_TEXT PROVIDED_.
☆ ☆ ☆ ☆ ☆

Greatest hits album by John Williamson
- Released: October 1992
- Genre: Country, folk, pop
- Label: EMI Music
- Producer: John Williamson

John Williamson chronology
| Waratah St (1991) | Australia Calling – All the Best Vol 2 (1992) | Love Is a Good Woman (1993) |

Singles from Australia Calling – All the Best Vol 2
- "(This Is) Australia Calling" Released: September 1992; "I'll Be Gone" Released: November 1992;

= Australia Calling – All the Best Vol 2 =

Australia Calling – All the Best Vol 2 is a greatest hits album by Australian country music artist John Williamson. The album is the second All the Best following the first edition released in 1986. Australia Calling – All the Best Vol 2 was released in October 1992 and peaked at number 32 on the ARIA Charts and was certified platinum in 1994.

☆ ☆ ☆ ☆ ☆

_Records from a data source_.
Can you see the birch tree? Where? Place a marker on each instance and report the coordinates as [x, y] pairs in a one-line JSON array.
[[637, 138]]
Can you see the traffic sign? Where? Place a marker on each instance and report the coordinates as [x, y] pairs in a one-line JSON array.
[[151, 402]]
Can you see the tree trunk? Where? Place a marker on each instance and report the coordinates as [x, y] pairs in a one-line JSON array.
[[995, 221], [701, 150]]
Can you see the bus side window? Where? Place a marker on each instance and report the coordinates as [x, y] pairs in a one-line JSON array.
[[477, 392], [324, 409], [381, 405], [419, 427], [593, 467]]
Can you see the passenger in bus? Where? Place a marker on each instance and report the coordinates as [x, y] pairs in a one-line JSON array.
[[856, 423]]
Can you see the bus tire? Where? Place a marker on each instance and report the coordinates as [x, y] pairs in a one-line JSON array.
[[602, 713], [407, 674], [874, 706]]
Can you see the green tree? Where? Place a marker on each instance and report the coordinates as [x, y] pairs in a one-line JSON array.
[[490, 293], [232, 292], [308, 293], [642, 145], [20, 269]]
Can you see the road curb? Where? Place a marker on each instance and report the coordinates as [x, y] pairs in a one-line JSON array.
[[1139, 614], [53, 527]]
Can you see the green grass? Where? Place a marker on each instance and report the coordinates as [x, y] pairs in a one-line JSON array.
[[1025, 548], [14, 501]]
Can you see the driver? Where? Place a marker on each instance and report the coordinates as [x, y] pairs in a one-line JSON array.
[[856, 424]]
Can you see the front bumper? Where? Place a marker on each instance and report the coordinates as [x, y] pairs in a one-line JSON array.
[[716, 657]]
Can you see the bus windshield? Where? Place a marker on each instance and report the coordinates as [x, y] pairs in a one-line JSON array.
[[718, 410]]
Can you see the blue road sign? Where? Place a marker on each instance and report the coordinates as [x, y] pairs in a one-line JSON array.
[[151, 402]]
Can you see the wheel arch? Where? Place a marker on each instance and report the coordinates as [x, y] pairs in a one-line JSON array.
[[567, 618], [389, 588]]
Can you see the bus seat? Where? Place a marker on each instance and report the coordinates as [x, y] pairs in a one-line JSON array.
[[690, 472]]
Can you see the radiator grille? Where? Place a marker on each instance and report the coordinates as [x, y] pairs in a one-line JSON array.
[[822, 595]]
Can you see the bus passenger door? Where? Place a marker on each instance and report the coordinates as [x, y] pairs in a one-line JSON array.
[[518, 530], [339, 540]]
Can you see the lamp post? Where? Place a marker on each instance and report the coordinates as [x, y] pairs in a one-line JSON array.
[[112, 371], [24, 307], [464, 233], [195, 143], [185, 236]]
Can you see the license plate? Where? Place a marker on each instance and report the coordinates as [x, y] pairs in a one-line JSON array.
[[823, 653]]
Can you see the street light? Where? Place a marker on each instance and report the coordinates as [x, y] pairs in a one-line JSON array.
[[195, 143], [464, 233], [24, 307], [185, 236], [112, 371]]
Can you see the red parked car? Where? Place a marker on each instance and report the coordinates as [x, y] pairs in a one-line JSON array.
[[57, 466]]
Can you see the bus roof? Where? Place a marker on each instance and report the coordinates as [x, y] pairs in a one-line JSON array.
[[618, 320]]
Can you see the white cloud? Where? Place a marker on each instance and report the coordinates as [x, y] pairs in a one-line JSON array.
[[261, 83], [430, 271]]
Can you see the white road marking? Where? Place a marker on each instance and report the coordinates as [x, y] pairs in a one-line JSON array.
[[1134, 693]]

☆ ☆ ☆ ☆ ☆

_PROBLEMS TO SOLVE_.
1 – Output the passage of the text about the Australia Calling album from "Australia Calling – All the Best Vol 2 is" to "platinum in 1994.", word for word.
2 – In the records, rename "marker" to "pin" in the lines from the line with "Can you see the driver?" to the line with "[[567, 618], [389, 588]]", leaving everything else unchanged. Give only those lines.

_ANSWERS_.
1 –
Australia Calling – All the Best Vol 2 is a greatest hits album by Australian country music artist John Williamson. The album is the second All the Best following the first edition released in 1986. Australia Calling – All the Best Vol 2 was released in October 1992 and peaked at number 32 on the ARIA Charts and was certified platinum in 1994.

2 –
Can you see the driver? Where? Place a pin on each instance and report the coordinates as [x, y] pairs in a one-line JSON array.
[[856, 424]]
Can you see the front bumper? Where? Place a pin on each instance and report the coordinates as [x, y] pairs in a one-line JSON array.
[[716, 657]]
Can you see the bus windshield? Where? Place a pin on each instance and report the coordinates as [x, y] pairs in a one-line JSON array.
[[718, 410]]
Can you see the blue road sign? Where? Place a pin on each instance and report the coordinates as [x, y] pairs in a one-line JSON array.
[[151, 402]]
Can you see the wheel arch? Where? Place a pin on each instance and report the coordinates as [x, y] pairs in a one-line JSON array.
[[567, 618], [389, 588]]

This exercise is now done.